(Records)
━━━━━━━━━━━━━━━━━━━━━━━━━━━━━━

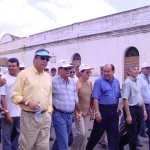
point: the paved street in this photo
(144, 141)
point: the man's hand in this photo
(129, 119)
(78, 116)
(33, 105)
(8, 118)
(98, 116)
(119, 112)
(2, 82)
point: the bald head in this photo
(108, 71)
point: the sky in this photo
(27, 17)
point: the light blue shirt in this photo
(64, 95)
(132, 91)
(107, 92)
(145, 87)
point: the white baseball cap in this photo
(21, 64)
(63, 64)
(84, 67)
(145, 65)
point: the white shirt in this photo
(14, 110)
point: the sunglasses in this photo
(72, 71)
(21, 68)
(44, 58)
(67, 69)
(88, 72)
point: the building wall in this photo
(98, 41)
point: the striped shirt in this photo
(64, 95)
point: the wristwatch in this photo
(26, 103)
(6, 111)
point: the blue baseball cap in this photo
(42, 52)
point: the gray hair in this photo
(130, 67)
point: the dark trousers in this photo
(132, 129)
(109, 122)
(148, 121)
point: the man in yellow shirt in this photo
(32, 91)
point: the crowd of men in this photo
(32, 101)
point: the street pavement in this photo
(144, 141)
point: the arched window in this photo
(132, 51)
(131, 57)
(76, 59)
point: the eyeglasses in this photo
(44, 58)
(88, 72)
(72, 71)
(21, 68)
(67, 69)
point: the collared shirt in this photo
(132, 91)
(64, 94)
(107, 92)
(32, 86)
(5, 90)
(145, 87)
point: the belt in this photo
(146, 104)
(68, 113)
(135, 106)
(33, 112)
(108, 106)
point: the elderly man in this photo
(133, 107)
(106, 94)
(145, 83)
(32, 91)
(64, 101)
(10, 120)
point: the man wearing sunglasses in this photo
(65, 100)
(32, 91)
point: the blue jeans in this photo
(148, 122)
(62, 123)
(109, 122)
(7, 131)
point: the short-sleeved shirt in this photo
(107, 92)
(64, 95)
(32, 86)
(145, 87)
(132, 91)
(14, 110)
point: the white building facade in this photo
(120, 39)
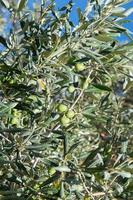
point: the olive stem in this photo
(82, 91)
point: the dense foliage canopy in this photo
(66, 103)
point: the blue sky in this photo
(82, 5)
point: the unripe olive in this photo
(70, 114)
(71, 89)
(62, 108)
(80, 67)
(65, 121)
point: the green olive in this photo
(80, 67)
(65, 121)
(62, 108)
(70, 114)
(71, 88)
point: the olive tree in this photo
(66, 103)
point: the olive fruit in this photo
(62, 108)
(71, 88)
(70, 114)
(65, 121)
(79, 67)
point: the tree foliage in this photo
(66, 103)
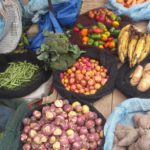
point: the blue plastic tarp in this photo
(123, 114)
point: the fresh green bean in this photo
(17, 74)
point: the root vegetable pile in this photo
(133, 138)
(99, 35)
(62, 126)
(140, 77)
(133, 45)
(130, 3)
(85, 77)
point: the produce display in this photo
(57, 52)
(135, 137)
(86, 76)
(62, 126)
(133, 45)
(17, 74)
(100, 35)
(141, 77)
(130, 3)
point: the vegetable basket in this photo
(107, 60)
(39, 77)
(123, 81)
(71, 101)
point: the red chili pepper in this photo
(110, 39)
(75, 29)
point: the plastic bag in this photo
(137, 12)
(65, 10)
(123, 114)
(11, 25)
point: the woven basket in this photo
(91, 4)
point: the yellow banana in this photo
(123, 40)
(138, 51)
(132, 45)
(146, 49)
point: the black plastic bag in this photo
(92, 108)
(39, 78)
(123, 81)
(107, 60)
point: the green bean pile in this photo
(17, 74)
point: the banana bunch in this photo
(133, 45)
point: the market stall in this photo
(68, 67)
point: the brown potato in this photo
(136, 75)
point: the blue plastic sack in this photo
(47, 23)
(66, 14)
(65, 10)
(137, 12)
(123, 114)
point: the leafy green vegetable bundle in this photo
(17, 74)
(57, 52)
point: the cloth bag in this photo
(10, 25)
(137, 12)
(123, 114)
(63, 14)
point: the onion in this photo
(81, 120)
(71, 139)
(35, 126)
(50, 115)
(67, 108)
(26, 129)
(47, 129)
(93, 146)
(91, 115)
(59, 111)
(42, 147)
(66, 102)
(97, 137)
(64, 140)
(37, 114)
(90, 124)
(98, 121)
(92, 130)
(56, 145)
(83, 130)
(45, 108)
(33, 119)
(73, 119)
(57, 131)
(47, 145)
(26, 147)
(64, 125)
(91, 137)
(32, 133)
(43, 138)
(98, 128)
(52, 139)
(26, 121)
(78, 108)
(77, 145)
(59, 103)
(37, 139)
(23, 137)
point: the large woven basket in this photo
(91, 4)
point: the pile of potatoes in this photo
(133, 138)
(141, 78)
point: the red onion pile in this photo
(62, 126)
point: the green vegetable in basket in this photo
(17, 74)
(57, 52)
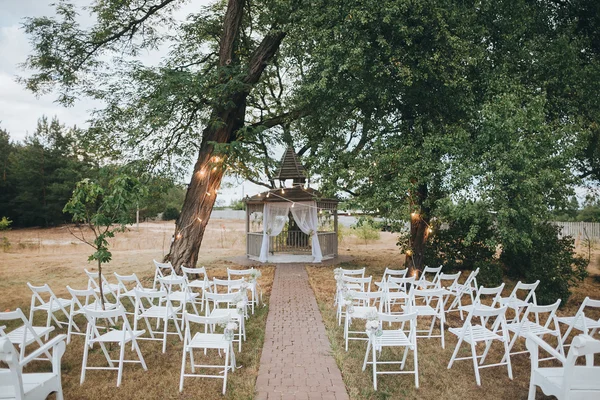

━━━━━━━━━━━━━━━━━━━━━━━━━━━━━━

Copy the listing above line for line, leaving out the pictures.

point: the paved street in this photo
(144, 141)
point: the man's hand in this photo
(129, 119)
(78, 116)
(33, 105)
(8, 118)
(98, 116)
(119, 112)
(2, 82)
point: the bald head in this photo
(108, 71)
point: the sky in this photo
(27, 17)
point: the light blue shirt in this photo
(64, 95)
(132, 91)
(107, 92)
(145, 87)
point: the white baseball cap in this photo
(21, 64)
(63, 64)
(84, 67)
(145, 65)
point: the white shirt in this photo
(14, 110)
point: the sunglasses in this photo
(72, 71)
(21, 68)
(44, 58)
(67, 69)
(88, 72)
point: the building wall in this photo
(98, 41)
point: the striped shirt in this photo
(64, 95)
point: the wristwatch in this photo
(26, 103)
(6, 111)
point: the blue baseball cap in this photo
(42, 52)
point: the gray hair in this photo
(130, 67)
point: the dark trousers in this photo
(132, 129)
(109, 122)
(148, 121)
point: the man in yellow shirt in this photo
(32, 91)
point: the crowd of men in this photo
(32, 101)
point: the street pavement in this photo
(144, 141)
point: the arched window in this photo
(132, 51)
(131, 57)
(76, 59)
point: the eyeglasses in this photo
(44, 58)
(88, 72)
(72, 71)
(21, 68)
(67, 69)
point: the collared shirt in this photo
(132, 91)
(64, 94)
(107, 92)
(32, 86)
(5, 90)
(145, 87)
point: the belt in this photo
(146, 104)
(68, 113)
(135, 106)
(33, 112)
(108, 106)
point: the elderly man in this photo
(133, 107)
(106, 94)
(145, 83)
(32, 91)
(64, 101)
(10, 120)
point: the man wearing sunglasses in this photo
(65, 100)
(32, 91)
point: the blue jeans in this photo
(148, 122)
(62, 123)
(109, 122)
(7, 131)
point: the short-sleeved shirt in this photo
(107, 92)
(64, 95)
(32, 86)
(145, 87)
(132, 91)
(14, 110)
point: the white building facade in this photo
(120, 39)
point: the olive stem in this photo
(82, 91)
point: the dense foliage canopy in this photo
(66, 103)
point: the blue sky in this photo
(82, 5)
point: the unripe olive in this photo
(70, 114)
(71, 89)
(62, 108)
(80, 67)
(65, 121)
point: the green olive in this photo
(80, 67)
(65, 121)
(62, 108)
(70, 114)
(71, 88)
point: the olive tree in this photo
(66, 103)
point: the olive fruit in this photo
(62, 108)
(71, 88)
(70, 114)
(65, 121)
(79, 67)
point: the tree foliage in this photo
(66, 103)
point: the blue plastic tarp in this photo
(123, 114)
point: the fresh green bean in this photo
(17, 74)
point: the root vegetable pile in this photo
(133, 138)
(99, 35)
(62, 126)
(140, 77)
(133, 45)
(130, 3)
(85, 77)
point: the produce display in this photo
(57, 52)
(135, 137)
(86, 76)
(62, 126)
(133, 45)
(17, 74)
(100, 35)
(141, 77)
(130, 3)
point: the vegetable basket in this photo
(107, 60)
(39, 77)
(123, 81)
(71, 101)
point: the red chili pepper in this photo
(110, 39)
(75, 29)
point: the plastic bag in this photo
(137, 12)
(65, 10)
(123, 114)
(11, 25)
point: the woven basket in this photo
(91, 4)
point: the yellow banana in this photo
(123, 40)
(138, 51)
(132, 45)
(146, 49)
point: the black plastic bag in this photo
(92, 108)
(39, 78)
(123, 81)
(107, 60)
point: the green bean pile in this photo
(17, 74)
point: the banana bunch in this photo
(133, 45)
point: the market stall in this photo
(68, 67)
point: the brown potato in this photo
(136, 75)
point: the blue plastic sack in this photo
(47, 23)
(66, 14)
(65, 10)
(137, 12)
(123, 114)
point: the leafy green vegetable bundle in this photo
(17, 74)
(57, 52)
point: the cloth bag in this photo
(10, 25)
(137, 12)
(123, 114)
(63, 14)
point: the onion in this photo
(81, 120)
(71, 139)
(35, 126)
(50, 115)
(67, 108)
(26, 129)
(47, 129)
(93, 146)
(91, 115)
(59, 111)
(42, 147)
(66, 102)
(97, 137)
(64, 140)
(37, 114)
(90, 124)
(98, 121)
(92, 130)
(56, 145)
(83, 130)
(45, 108)
(33, 119)
(73, 119)
(57, 131)
(47, 145)
(26, 147)
(64, 125)
(91, 137)
(32, 133)
(43, 138)
(98, 128)
(52, 139)
(26, 121)
(78, 108)
(77, 145)
(59, 103)
(37, 139)
(23, 137)
point: the large woven basket in this photo
(91, 4)
point: the pile of potatoes in this photo
(133, 138)
(141, 78)
point: the red onion pile in this photo
(62, 126)
point: the green vegetable in basket in this photo
(17, 74)
(57, 52)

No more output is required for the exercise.